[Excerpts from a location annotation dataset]
::::::
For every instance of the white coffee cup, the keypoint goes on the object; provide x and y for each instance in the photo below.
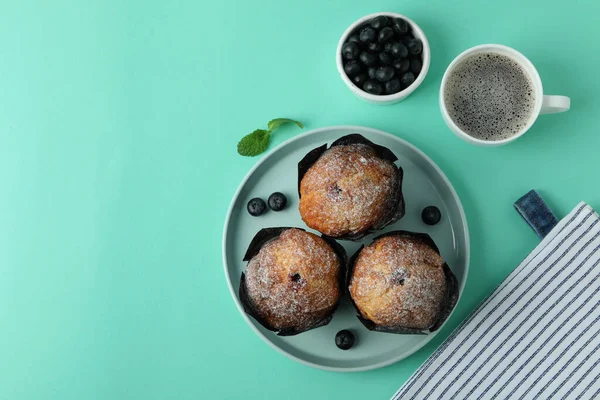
(543, 104)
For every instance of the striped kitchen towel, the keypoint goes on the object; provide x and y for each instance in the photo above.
(537, 336)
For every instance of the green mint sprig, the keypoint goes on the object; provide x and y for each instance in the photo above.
(256, 142)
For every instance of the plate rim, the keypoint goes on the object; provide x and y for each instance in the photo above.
(461, 210)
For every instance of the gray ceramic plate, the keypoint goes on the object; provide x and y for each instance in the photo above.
(424, 184)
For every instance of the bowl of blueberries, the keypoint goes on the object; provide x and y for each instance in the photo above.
(383, 57)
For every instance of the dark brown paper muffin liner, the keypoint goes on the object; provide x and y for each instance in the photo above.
(264, 236)
(394, 214)
(450, 295)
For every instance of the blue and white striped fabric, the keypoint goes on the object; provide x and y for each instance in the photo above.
::::::
# Required task:
Please turn all of the data above into a Markdown table with the columns "Row" and "Data line," one numbered row per line and no blank lines. Leave the pictures out of the table.

# Exercise solution:
| Row | Data line |
|---|---|
| 1 | For every instance of the white coffee cup, the keypoint goes on the object; provide x and y for each instance in the photo below. |
| 2 | (543, 104) |
| 3 | For every instance of the striped kitchen towel, the keypoint goes on the object; provide x and y for each instance in the photo above. |
| 4 | (537, 336) |
| 5 | For every instance of the green mint sprig, the keypoint goes on the object; provide x and y for each instance in the photo above. |
| 6 | (256, 142) |
| 7 | For every instance of the plate rim, the keypoint goes on the object; provide x and y for each instance in the photo above. |
| 8 | (461, 210) |
| 9 | For every instance of the gray ceramic plate, the keypoint goes on the object; provide x and y for each instance in the photo above. |
| 10 | (424, 184) |
| 11 | For every instance of the bowl of blueberries, the keypoint goes on the object; provide x and y for each instance in the photo above. |
| 12 | (383, 57) |
| 13 | For every instance of the dark brown paper muffin liner, the keypoint goes on the object; provide x and y for each instance in the photo above. |
| 14 | (264, 236) |
| 15 | (394, 214) |
| 16 | (450, 295) |
| 17 | For every instance of the blue and white striped fabric, the keypoint goes on the object; provide x and y for each instance in the photo above. |